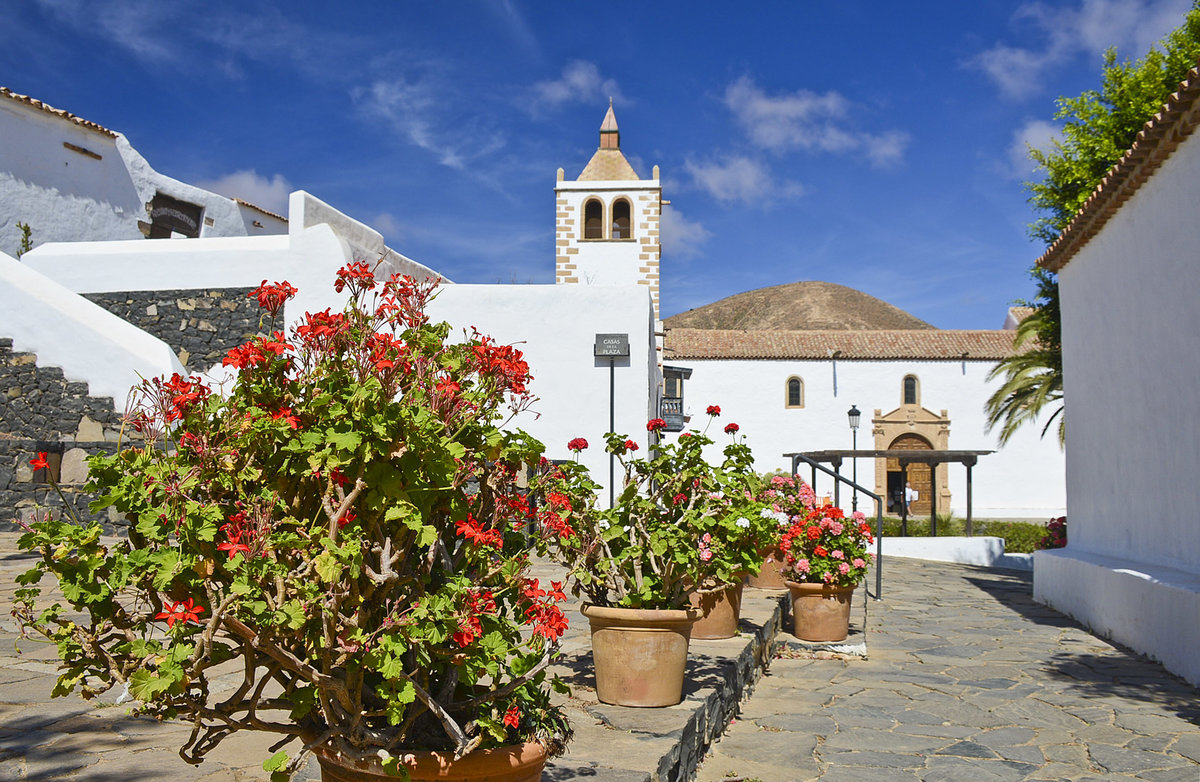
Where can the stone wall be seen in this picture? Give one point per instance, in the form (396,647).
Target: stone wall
(199,325)
(41,410)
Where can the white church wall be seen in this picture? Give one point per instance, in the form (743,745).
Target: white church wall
(71,182)
(85,341)
(63,194)
(1131,570)
(1132,374)
(556,328)
(1023,480)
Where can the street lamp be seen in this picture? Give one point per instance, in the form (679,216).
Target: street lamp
(853,415)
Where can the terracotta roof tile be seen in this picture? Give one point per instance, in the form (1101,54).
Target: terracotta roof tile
(60,113)
(907,343)
(607,166)
(1156,142)
(259,209)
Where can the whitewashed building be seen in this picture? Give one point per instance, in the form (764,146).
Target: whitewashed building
(789,390)
(1128,277)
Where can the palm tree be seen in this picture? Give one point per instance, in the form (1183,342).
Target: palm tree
(1033,373)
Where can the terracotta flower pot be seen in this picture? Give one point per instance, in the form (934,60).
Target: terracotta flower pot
(719,612)
(516,763)
(820,612)
(769,576)
(640,654)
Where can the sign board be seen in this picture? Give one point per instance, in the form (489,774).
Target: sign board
(611,346)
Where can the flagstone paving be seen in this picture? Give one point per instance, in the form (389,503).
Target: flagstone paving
(966,679)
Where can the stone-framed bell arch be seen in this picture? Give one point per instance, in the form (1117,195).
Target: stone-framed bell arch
(912,427)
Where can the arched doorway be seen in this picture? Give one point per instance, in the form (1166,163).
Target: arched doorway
(918,476)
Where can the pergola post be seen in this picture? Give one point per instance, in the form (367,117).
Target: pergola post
(970,463)
(933,499)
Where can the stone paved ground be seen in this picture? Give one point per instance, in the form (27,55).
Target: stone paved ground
(966,679)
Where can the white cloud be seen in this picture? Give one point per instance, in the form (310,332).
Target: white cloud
(580,83)
(739,179)
(809,121)
(1085,28)
(682,238)
(1036,133)
(269,192)
(731,180)
(387,224)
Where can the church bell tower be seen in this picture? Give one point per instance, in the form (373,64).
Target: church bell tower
(607,221)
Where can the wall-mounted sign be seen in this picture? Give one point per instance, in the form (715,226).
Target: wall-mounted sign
(611,346)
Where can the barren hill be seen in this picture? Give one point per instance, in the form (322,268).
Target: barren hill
(798,306)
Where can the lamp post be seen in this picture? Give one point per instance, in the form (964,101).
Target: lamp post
(853,415)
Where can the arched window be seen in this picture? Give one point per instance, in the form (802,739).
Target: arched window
(622,224)
(593,220)
(795,392)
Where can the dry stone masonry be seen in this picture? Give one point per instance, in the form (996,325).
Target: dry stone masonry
(41,410)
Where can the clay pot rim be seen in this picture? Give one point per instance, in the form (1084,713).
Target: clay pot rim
(666,615)
(424,761)
(809,585)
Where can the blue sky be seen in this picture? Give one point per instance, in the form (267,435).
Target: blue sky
(879,145)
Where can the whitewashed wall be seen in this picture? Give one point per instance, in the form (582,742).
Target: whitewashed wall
(1132,373)
(1132,379)
(556,328)
(1023,480)
(67,196)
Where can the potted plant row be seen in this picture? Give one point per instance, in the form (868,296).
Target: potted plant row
(681,531)
(826,557)
(341,534)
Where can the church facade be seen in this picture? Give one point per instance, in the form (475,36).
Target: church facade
(789,390)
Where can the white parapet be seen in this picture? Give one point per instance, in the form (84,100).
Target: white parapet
(983,551)
(89,343)
(1150,608)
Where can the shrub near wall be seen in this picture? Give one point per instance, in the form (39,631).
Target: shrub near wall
(41,410)
(199,325)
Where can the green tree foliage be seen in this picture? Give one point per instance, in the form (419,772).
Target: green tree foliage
(1101,125)
(1098,127)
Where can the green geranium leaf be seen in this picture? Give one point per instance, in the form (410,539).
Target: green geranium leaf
(276,762)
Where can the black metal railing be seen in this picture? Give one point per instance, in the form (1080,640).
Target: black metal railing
(879,518)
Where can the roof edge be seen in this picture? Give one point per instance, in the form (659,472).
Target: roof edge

■ ■ ■

### [The task]
Print every record exactly, without the pictures.

### [Exercise result]
Where can the stone wall be seen in this picture? Give one point per instance, in the form (396,647).
Target: stone wall
(199,325)
(41,410)
Where can the white church wall be seen in this picture? Give one point per instance, in the form (743,745).
Target: white church wall
(71,182)
(85,341)
(63,194)
(1131,570)
(1132,374)
(556,328)
(1023,480)
Where can the street lamp be seen in this picture? Give one point per instance, in the form (679,216).
Target: street lamp
(853,415)
Where can the terracotta roof tile be seen in this picture? Give one point per instance, in the form (1101,54).
Target: terracotta roof tile
(60,113)
(907,343)
(607,166)
(1156,142)
(259,209)
Where can the whitewashed building be seen in this picture? Give one point per instance, in the form (764,146).
Target: whitewashed building
(789,390)
(1128,277)
Where can the palm tree be seen in this picture? Give one point per instance, in the form (1183,342).
Target: palm tree
(1033,373)
Where can the terracotta flower pot be seen in this picture? Give one point per instance, in the form (934,60).
Target: terracotta flower pot
(719,612)
(516,763)
(820,612)
(769,576)
(640,654)
Where can the sign board be seen in this picture? Give one point per instance, in the form (489,774).
Target: sign board
(611,346)
Where can the flagstone paving be seen in this picture? Give one point per instance, in the form (389,503).
Target: flagstone paving
(966,679)
Where can the stone-framed bell arch be seen in this picture? Give one point per instance, in the form (1117,195).
Target: stone-framed bell arch
(912,427)
Where can the arched doorway be seen in this picture? Give one point per instance, in the form (1166,163).
Target: arched doorway
(918,476)
Where can the pergola post be seen in this picture? Give one point per instance, in the form (367,117).
Target: pergola post
(970,463)
(933,499)
Where can the stone paved ground be seen in this picture? Give one point per instance, in the form (27,55).
Target: stone paved ground
(966,679)
Where can the white cloud be seen in this picture? Give one point per instance, in the form (310,332).
Target: white cloud
(580,83)
(739,179)
(809,121)
(1085,28)
(682,238)
(1036,133)
(269,192)
(731,180)
(387,224)
Where can the church bell tower be seen in this picture? Give one point per instance, in the form (373,64).
Target: church bell tower
(607,221)
Where can the wall-mounted sign be seen in this picture? Give one point per instance, in the form (715,226).
Target: wall-mounted sign
(611,346)
Where can the barren hill be seen in this picture? Give one point per instance, in the form (322,268).
Target: barren hill
(798,306)
Where can the lamp post be seen in this picture? Give one point per instance, in the form (964,101).
Target: lamp post
(853,415)
Where can the arched window be seen in this picture? Give one point per instance, in the form (802,739).
Target: arched window
(622,224)
(593,220)
(795,392)
Where can the dry stone masonry be seen in this picture? Give one point per instance, in the form (996,325).
Target: dry stone masonry
(41,410)
Where can the clay pot rim be seen in this picture? Give one point per instance, in the form (1084,713).
Target: clay pot rim
(666,615)
(424,761)
(809,585)
Where can the blue sky be seen in this picture? Give one point per instance, in the form (267,435).
Target: blue sky
(879,145)
Where can the whitewashed wall be seen in this picture? Give one point per instance, in the form (582,742).
Target: whitewashed wall
(1132,373)
(1132,379)
(556,328)
(1023,480)
(67,196)
Where can the potted plant row be seen in this picture? Give one point per instance, in the form (868,296).
Target: potted plant row
(681,531)
(826,557)
(341,534)
Where can the church facade be seen in this picture? Give one point per instance, in the form (475,36).
Target: church facade
(789,390)
Where can the white parapet be seen in this picture? Give one point per instance, in the form (84,100).
Target: white parapet
(983,551)
(89,343)
(1150,608)
Where can the shrub near wall be seen in this picture? Give one point per instance, in the form (39,631).
Target: shrub near wall
(41,410)
(199,325)
Where can the green tree foliage be seen in this picture? Give one point per instance, in the form (419,772).
Target: green tree foliage
(1101,125)
(1098,127)
Where can the green geranium leaf be seen in this picture? Give one point per instance, in the form (410,539).
Target: green geranium leaf
(276,762)
Where can the black metal railing be seen in this picture? Give one point per instance, in the form (1080,640).
Target: black metal railing
(879,518)
Where can the roof edge be seen in this picture? Give one point per instance, in the form (659,472).
Target: roof edge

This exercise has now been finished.